**EXERCISE AIM**
Copy every one of the rows below line for line, with nothing changed, and leave the pictures out.

**SUPPLIED ENTRIES**
....

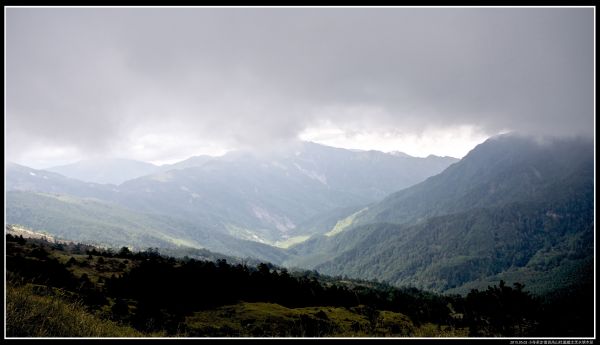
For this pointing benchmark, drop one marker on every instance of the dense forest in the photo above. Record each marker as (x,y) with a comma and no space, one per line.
(144,293)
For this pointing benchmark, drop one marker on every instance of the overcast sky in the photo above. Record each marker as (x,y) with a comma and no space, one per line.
(163,84)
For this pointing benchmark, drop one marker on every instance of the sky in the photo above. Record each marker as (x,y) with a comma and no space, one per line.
(163,84)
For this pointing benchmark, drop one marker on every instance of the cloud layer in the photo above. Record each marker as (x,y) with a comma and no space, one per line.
(157,83)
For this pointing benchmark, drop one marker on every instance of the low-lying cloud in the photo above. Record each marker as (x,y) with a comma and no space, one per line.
(156,83)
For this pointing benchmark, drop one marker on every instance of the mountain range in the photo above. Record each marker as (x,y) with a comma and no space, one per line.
(515,208)
(241,195)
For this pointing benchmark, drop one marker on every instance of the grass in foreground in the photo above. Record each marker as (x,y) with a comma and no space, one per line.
(31,315)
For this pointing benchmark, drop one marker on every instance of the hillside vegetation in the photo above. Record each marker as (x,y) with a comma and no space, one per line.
(124,293)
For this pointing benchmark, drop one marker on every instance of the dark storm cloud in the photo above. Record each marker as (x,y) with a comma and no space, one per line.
(97,78)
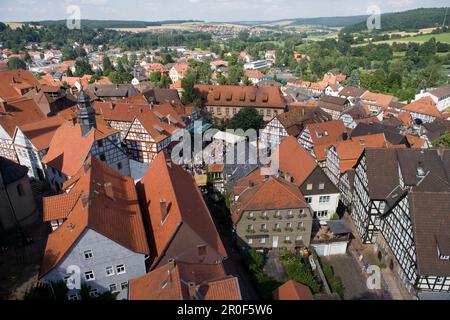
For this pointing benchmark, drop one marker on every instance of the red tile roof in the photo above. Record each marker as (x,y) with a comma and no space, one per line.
(424,106)
(63,156)
(260,97)
(265,194)
(120,111)
(19,111)
(292,290)
(323,134)
(377,99)
(115,214)
(349,151)
(294,160)
(184,281)
(177,188)
(13,81)
(41,133)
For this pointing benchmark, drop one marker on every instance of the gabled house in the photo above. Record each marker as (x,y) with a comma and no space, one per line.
(440,96)
(102,232)
(296,165)
(178,280)
(224,102)
(343,156)
(269,212)
(179,223)
(317,137)
(404,212)
(18,207)
(178,72)
(376,102)
(255,76)
(31,143)
(335,106)
(352,94)
(90,137)
(120,115)
(424,109)
(151,132)
(291,123)
(15,112)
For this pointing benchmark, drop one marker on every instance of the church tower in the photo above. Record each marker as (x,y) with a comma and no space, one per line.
(85,113)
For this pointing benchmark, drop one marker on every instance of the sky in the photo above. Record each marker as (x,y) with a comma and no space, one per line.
(207,10)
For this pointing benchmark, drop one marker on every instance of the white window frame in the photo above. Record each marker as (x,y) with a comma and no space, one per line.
(112,271)
(121,272)
(93,293)
(89,254)
(90,272)
(115,286)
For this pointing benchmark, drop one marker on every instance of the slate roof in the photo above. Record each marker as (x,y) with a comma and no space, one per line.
(116,214)
(11,171)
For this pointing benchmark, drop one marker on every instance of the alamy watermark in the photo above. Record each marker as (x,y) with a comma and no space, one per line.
(73,21)
(374,20)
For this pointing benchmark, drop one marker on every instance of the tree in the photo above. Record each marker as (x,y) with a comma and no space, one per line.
(166,58)
(443,140)
(354,79)
(247,118)
(107,66)
(190,93)
(16,63)
(165,81)
(82,68)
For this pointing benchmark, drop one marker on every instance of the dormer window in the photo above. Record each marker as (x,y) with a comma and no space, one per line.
(420,170)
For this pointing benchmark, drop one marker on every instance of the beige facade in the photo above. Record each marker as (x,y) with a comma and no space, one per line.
(228,112)
(284,228)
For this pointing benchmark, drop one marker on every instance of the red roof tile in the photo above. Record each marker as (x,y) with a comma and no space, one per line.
(292,290)
(177,188)
(114,214)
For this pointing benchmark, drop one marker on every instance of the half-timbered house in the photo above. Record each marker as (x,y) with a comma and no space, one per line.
(73,143)
(404,211)
(291,123)
(151,132)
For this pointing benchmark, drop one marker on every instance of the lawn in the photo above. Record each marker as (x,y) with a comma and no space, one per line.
(442,37)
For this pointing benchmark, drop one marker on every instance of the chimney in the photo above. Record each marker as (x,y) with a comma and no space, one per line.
(169,162)
(192,290)
(287,177)
(420,170)
(85,200)
(345,136)
(441,150)
(3,105)
(163,208)
(172,263)
(86,167)
(109,190)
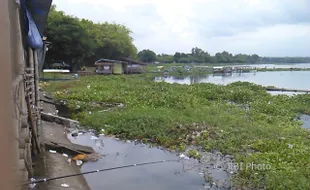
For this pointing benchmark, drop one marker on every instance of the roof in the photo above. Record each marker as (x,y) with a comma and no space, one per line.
(108,61)
(133,61)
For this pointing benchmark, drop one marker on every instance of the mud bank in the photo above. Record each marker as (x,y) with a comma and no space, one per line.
(49,165)
(186,174)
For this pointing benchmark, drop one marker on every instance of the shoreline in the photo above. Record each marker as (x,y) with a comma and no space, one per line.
(50,165)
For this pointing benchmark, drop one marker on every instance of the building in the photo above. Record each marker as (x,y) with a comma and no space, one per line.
(109,66)
(123,66)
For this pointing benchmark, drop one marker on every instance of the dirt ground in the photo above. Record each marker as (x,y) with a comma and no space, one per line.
(51,165)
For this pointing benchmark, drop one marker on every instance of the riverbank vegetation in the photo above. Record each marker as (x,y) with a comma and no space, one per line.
(240,119)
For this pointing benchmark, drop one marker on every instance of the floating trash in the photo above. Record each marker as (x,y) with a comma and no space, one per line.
(65,185)
(94,138)
(79,162)
(184,157)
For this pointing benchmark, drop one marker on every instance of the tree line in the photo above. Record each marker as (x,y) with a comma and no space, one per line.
(197,55)
(81,42)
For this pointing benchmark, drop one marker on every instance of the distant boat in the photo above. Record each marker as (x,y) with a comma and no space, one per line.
(222,69)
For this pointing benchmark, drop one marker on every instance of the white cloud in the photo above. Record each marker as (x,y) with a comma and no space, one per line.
(273,28)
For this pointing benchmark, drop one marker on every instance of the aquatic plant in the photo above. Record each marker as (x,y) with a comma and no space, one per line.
(240,119)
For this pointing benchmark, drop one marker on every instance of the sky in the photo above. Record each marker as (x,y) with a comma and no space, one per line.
(265,27)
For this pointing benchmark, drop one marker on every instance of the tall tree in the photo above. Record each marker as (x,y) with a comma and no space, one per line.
(81,42)
(147,56)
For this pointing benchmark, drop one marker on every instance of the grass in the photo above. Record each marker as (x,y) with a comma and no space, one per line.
(240,119)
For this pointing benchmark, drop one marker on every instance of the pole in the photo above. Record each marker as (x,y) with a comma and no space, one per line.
(10,154)
(95,171)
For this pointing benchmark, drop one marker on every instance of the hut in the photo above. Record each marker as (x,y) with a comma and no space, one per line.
(108,66)
(225,69)
(133,66)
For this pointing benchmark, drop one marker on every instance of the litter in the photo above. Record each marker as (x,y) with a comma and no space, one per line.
(65,185)
(74,134)
(79,157)
(184,157)
(32,186)
(79,162)
(94,138)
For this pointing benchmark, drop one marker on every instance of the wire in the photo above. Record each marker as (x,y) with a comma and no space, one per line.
(95,171)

....

**FINISHED ANSWER**
For this pointing benchmark, drop one marker on every instance of the dense forest in the photo above. Record each marker as (x,y) with a comma and no space, one per line.
(144,293)
For this pointing benchmark, drop one marker on every instance of the overcast sky in the photo above. Record each marker as (x,y) with a comma and no space, one per line.
(163,84)
For this pointing benchmark, drop one marker on every instance of the sky in the photo above. Record each marker as (x,y) with a comma and no space, one per line.
(163,84)
For this pointing benchmark, drop one marker on every instance of the cloud layer in the photo above. Record each marker as (x,y) with a comma and no space, one per line.
(157,83)
For this pointing benchmark, drop one marker on every instance of the low-lying cloud in the photo above. Record each marker as (x,y) with a comma and no space, one per line.
(156,83)
For this pointing benchmark, drop one marker on every instance of the mountain range in the photo above. Record each marker as (x,y) with a comma and no space, one per line.
(515,208)
(241,195)
For this pointing benchmark, drop one marker on every instance of the grass in foreground in the photo above. Record each marker as (x,y) with a comma and no space, one per line.
(31,315)
For this pointing benchmark, drop one marker on every instance of the hillside vegetation in the photo above. Record each marker as (x,y) with a comma and no space, one per line.
(124,293)
For this pointing benchmark, drop one marker on every instance of the dark storm cloud in the photo above. Record each marker as (x,y) with a comma and no space, one per line.
(97,78)
For this pointing benchmark, drop one marker on every instance of the red tile roof in the photo above. Record each marker as (x,y) with a comma and no space, one per line.
(424,106)
(63,156)
(260,97)
(265,194)
(120,111)
(19,111)
(292,290)
(323,134)
(377,99)
(115,214)
(349,151)
(294,160)
(184,281)
(177,188)
(13,81)
(41,133)
For this pointing benchmark, drop one marker on every instance of the gabled house in the photo above. Record each marker as (x,y) with a comma and no space, one per line.
(440,96)
(102,232)
(296,165)
(178,280)
(224,102)
(343,156)
(269,212)
(179,223)
(317,137)
(404,212)
(18,207)
(178,72)
(376,102)
(255,76)
(31,143)
(335,106)
(352,94)
(90,137)
(120,115)
(424,109)
(151,132)
(291,123)
(15,112)
For this pointing benchmark, drop one marker on every instance of the church tower in the photo above. Record each marker as (x,y) with a comma and no space, one per line.
(85,113)
For this pointing benchmark, drop one marker on every instance of the sky in the photo above. Record each marker as (x,y) with a comma and no space, one per line.
(207,10)
For this pointing benchmark, drop one marker on every instance of the white window frame in the photo above. Record each marker as (x,y) with a comma and no space, one per line.
(112,271)
(121,272)
(93,293)
(89,254)
(90,272)
(115,286)
For this pointing benchmark, drop one marker on every instance of the slate roof in the photo above. Record each marker as (x,y) with a comma and no space, one per line.
(116,214)
(11,171)
For this pointing benchmark, drop one marker on every instance of the alamy watermark in the photo above. Record each marker as (x,y) with a comma and no space, one per line.
(73,21)
(374,20)
For this pointing benchmark, drop one marker on every instance of the tree in the photo above. Record each marker as (x,y) with a comma and no space, one per line.
(166,58)
(443,140)
(354,79)
(247,118)
(107,66)
(190,93)
(16,63)
(165,81)
(82,68)
For this pointing benchmark, drop one marker on every instance of the dormer window in the photo above. Record each marker as (x,y) with a comma and no space, one per line.
(420,170)
For this pointing benchmark, drop one marker on every instance of the beige facade in the photo above. Record each marker as (x,y) with a comma and no space, one per line.
(228,112)
(284,228)
For this pointing benchmark, drop one marker on every instance of the red roof tile in the photo above. Record each marker as (x,y) with a comma and no space, one per line.
(292,290)
(177,188)
(114,214)
For this pointing benchmark, drop one marker on every instance of the half-timbered house in the photo above. Record each marker as (x,y) with a comma and no space, one per line.
(73,143)
(404,211)
(291,123)
(151,132)
For this pointing benchmark, drop one marker on every instance of the lawn in the photo above. Record each marker as (x,y) with a comma and no space, one per line.
(442,37)
For this pointing benchmark, drop one marker on every instance of the chimney in the photo above. Record each marker as (x,y) with a comma and no space, one per line.
(169,162)
(192,290)
(287,177)
(420,170)
(85,200)
(345,136)
(441,150)
(3,105)
(163,208)
(172,263)
(86,167)
(109,190)
For this pointing benchmark, drop one marker on every instance of the roof in the photo above. Record each marker as (x,y) with a comma and no space, one per line.
(108,61)
(133,61)
For this pointing benchmark, drop one marker on every instance of the mud bank in the photo above. Record each marker as (x,y) with a comma and no space, one per line.
(49,165)
(186,174)
For this pointing benchmark, drop one marker on every instance of the shoreline in the photo above. Record each marker as (x,y) with a comma and no space, one per line.
(50,165)
For this pointing benchmark, drop one marker on every instance of the building in the photo above. Record each marker as (x,y) with a comma and no space, one per line.
(109,66)
(123,66)
For this pointing benchmark, drop one marker on every instance of the dirt ground in the photo above. Record each marker as (x,y) with a comma and no space, one per line.
(51,165)
For this pointing benchmark, drop one marker on every instance of the riverbank vegetation in the photo above. Record each marker as (x,y) with a comma and no space, one per line.
(240,119)
For this pointing benchmark, drop one marker on every instance of the floating trash in the photo above. Record each marker as (x,y) with a comma and no space, one per line.
(65,185)
(94,138)
(79,162)
(184,157)
For this pointing benchmark, drop one marker on every instance of the tree line in the photo above. Record each marker as (x,y) with a comma and no space, one per line.
(197,55)
(81,42)
For this pointing benchmark, drop one marker on every instance of the distant boat in the photo above. Record each marker as (x,y) with a comma and no space, one per line.
(222,69)
For this pointing benchmark, drop one marker on every instance of the white cloud in the photo above. Record each marker as (x,y) with a comma and no space, one per line.
(273,28)
For this pointing benchmark, drop one marker on every instance of the aquatic plant in the photo above. Record each marker as (x,y) with a comma and no space, one per line.
(240,119)
For this pointing benchmark, drop one marker on every instance of the sky in the photo above. Record each marker as (x,y) with a comma and no space, one per line.
(265,27)
For this pointing benchmark, drop one marker on every instance of the tall tree in the photo above. Record each marker as (x,y) with a comma and no space, one per line.
(81,42)
(147,56)
For this pointing benchmark, drop one marker on every instance of the grass in the photo above. Record each marker as (x,y) with a comma and no space, one per line.
(240,119)
For this pointing benchmark, drop one marker on every instance of the pole in the photo above. Record each marker as (x,y) with a comma and no space, one per line.
(10,154)
(95,171)
For this pointing benchmark, drop one marker on every instance of the hut in the photo above. Record each marker as (x,y) with a comma and no space, one per line.
(108,66)
(225,69)
(133,66)
For this pointing benchmark, drop one marker on every instance of the litter in the photo above. Record each marker as (x,y) with a comma and no space, one per line.
(65,185)
(74,134)
(79,157)
(184,157)
(32,186)
(79,162)
(94,138)
For this pointing benchmark, drop one marker on every instance of the wire in the photo above. Record each marker as (x,y) with a comma and no space, one per line.
(95,171)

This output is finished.